◆ Task requirements:
1: According to the text on antibiotic resistance, why does Dame Sally want it put on the national risk register? Answer in one to three sentences.
2: Write the next few sentences of the text on antibiotic resistance, picking up after its last sentence.

◆ Source text:
══════════

There has been no new class of antibiotic discovery since 1987, whereas a new infection emerges yearly.The risk is so serious that Dame Sally has asked the Government to put antibiotic resistance on the national risk register, along with terrorist attacks or a national flu pandemic. Doctors are also being ordered to prescribe fewer antibiotics.

‘That is one way of getting central and cross-government action internationally,’ she said. ‘It should be [on the register] because this is a growing problem. And if we don’t get it right, we will find ourselves in a health system not dissimilar to the early 19th century at some point.
‘If we don’t act now, any one of us could go into hospital in 20 years for minor surgery and die because of an ordinary infection that can’t be treated by antibiotics. And routine operations like hip replacements or organ transplants could be deadly because of the risk of infection.’

A number of infections are already difficult to treat including E Coli; drug resistant TB – cases of extensively-resistant TB, which resists almost all types of drugs, have also emerged in the UK, with 12 in the past two years – as many as in the previous 15 years.

══════════

(Referring expression grounding data)
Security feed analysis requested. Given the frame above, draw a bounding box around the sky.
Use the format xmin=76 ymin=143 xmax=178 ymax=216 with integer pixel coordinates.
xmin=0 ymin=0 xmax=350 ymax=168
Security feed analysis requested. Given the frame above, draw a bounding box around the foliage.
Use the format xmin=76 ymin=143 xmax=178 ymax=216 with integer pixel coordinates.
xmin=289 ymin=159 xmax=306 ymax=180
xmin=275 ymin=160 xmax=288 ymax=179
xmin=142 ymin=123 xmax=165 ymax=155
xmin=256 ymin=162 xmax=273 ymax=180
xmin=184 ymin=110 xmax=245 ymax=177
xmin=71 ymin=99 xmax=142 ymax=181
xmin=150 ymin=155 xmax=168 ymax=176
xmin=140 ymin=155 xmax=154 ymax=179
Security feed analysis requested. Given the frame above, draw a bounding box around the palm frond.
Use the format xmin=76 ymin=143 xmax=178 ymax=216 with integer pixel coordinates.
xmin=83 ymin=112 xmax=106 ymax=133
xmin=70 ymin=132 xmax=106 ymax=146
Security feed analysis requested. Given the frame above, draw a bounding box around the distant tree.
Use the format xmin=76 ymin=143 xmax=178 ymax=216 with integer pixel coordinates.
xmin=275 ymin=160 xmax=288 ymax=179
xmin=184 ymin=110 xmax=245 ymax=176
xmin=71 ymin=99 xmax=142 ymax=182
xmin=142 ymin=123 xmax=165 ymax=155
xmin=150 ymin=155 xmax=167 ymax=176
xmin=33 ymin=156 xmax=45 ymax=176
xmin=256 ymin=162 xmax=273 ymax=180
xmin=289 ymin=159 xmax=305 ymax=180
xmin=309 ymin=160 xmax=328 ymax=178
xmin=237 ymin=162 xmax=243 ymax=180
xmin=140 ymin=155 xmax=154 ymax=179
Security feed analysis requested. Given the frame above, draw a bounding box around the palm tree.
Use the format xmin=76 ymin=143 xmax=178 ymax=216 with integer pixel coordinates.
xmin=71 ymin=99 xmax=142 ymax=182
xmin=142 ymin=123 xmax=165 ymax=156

══════════

◆ Written responses:
1: She says adding it to the register is one way of getting central and cross-government action internationally. She also says it belongs there because it is a growing problem, and that if it isn't handled well, the health system could end up not unlike the early 19th century.

2:
In the past five years, the number of cases of blood poisoning from antimicrobial resistant (AMR) forms of E. coli – which is twice as fatal as the normal bug – has gone up 60 per cent.

The drug-resistant gut bug alone, which is picked up in hospital in half of cases, could be responsible for up to 2,500 deaths in 2011 – more than MRSA and C. difficile combined.

Another issue which is undermining the efforts to stem resistance is the use of antibiotics liberally used in agriculture, and their availability over the counter in some countries.

In 2010, infectious diseases accounted for 7 per cent of all deaths and 4 per cent of all potential years of life lost in England.